● **Source document**
+ + + +

As outlined in the National Health Reform Agreement, the NEP and NEC play a crucial role in determining the Commonwealth funding contribution to Australian public hospitals according to either hospital activity levels or, in the case of small rural hospitals, an allocation towards block funded services.
Currently, the majority of Commonwealth funding to public hospitals is determined by activity based funding. This is a way of funding public hospitals whereby they get paid for the number and mix of patients they treat. Approximately 460 public hospitals nationwide, including all the large metropolitan hospitals, receive funding based on their activity levels.
Shane Solomon, Chair of the Pricing Authority, said IHPA has consulted widely with all Australian governments in developing Determinations that reflect the costs of delivering public hospital services across the country.
The National Efficient Price for 2019-20 is $5,134 per National Weighted Activity Unit (NWAU). This is a 1.8 per cent increase in price from the NEP for 2018-19.

+ + + +

● **Data for review**
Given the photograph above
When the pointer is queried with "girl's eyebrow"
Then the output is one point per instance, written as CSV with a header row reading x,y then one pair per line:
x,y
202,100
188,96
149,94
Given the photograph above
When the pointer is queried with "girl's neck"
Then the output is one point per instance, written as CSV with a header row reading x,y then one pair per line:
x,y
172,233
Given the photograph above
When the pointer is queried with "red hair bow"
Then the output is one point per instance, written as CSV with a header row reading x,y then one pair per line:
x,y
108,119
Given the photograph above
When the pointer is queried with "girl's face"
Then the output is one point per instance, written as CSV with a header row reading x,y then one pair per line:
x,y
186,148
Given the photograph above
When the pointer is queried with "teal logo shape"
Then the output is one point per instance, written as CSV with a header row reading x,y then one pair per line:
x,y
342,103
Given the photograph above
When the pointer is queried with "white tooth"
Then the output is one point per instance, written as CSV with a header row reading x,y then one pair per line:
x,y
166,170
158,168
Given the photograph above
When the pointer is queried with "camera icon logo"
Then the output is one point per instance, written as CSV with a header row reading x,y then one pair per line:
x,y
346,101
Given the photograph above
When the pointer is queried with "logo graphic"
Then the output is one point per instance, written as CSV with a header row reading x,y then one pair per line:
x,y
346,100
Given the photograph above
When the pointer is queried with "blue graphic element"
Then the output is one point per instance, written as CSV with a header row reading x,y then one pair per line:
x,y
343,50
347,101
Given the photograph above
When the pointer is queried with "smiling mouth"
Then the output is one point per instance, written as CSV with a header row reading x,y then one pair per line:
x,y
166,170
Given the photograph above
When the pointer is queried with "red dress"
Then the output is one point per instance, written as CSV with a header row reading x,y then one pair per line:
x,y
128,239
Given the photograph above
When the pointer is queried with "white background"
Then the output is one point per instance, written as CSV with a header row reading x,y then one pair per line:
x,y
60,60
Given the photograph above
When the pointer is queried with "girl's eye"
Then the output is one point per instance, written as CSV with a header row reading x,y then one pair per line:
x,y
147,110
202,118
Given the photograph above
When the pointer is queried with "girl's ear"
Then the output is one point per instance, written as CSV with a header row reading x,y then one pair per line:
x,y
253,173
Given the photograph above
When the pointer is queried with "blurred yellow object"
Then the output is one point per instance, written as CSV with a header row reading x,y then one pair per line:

+ + + +

● **Questions on the material**
a) Please list every abbreviation that appears in the hospital funding text.
b) Reproduce the hospital funding text between "As outlined in" and "block funded services.", inclusive.
The listing comes from a different source than the text above it.

● **Answers by item number**
a)
NEP
NEC
IHPA
NWAU

b)
As outlined in the National Health Reform Agreement, the NEP and NEC play a crucial role in determining the Commonwealth funding contribution to Australian public hospitals according to either hospital activity levels or, in the case of small rural hospitals, an allocation towards block funded services.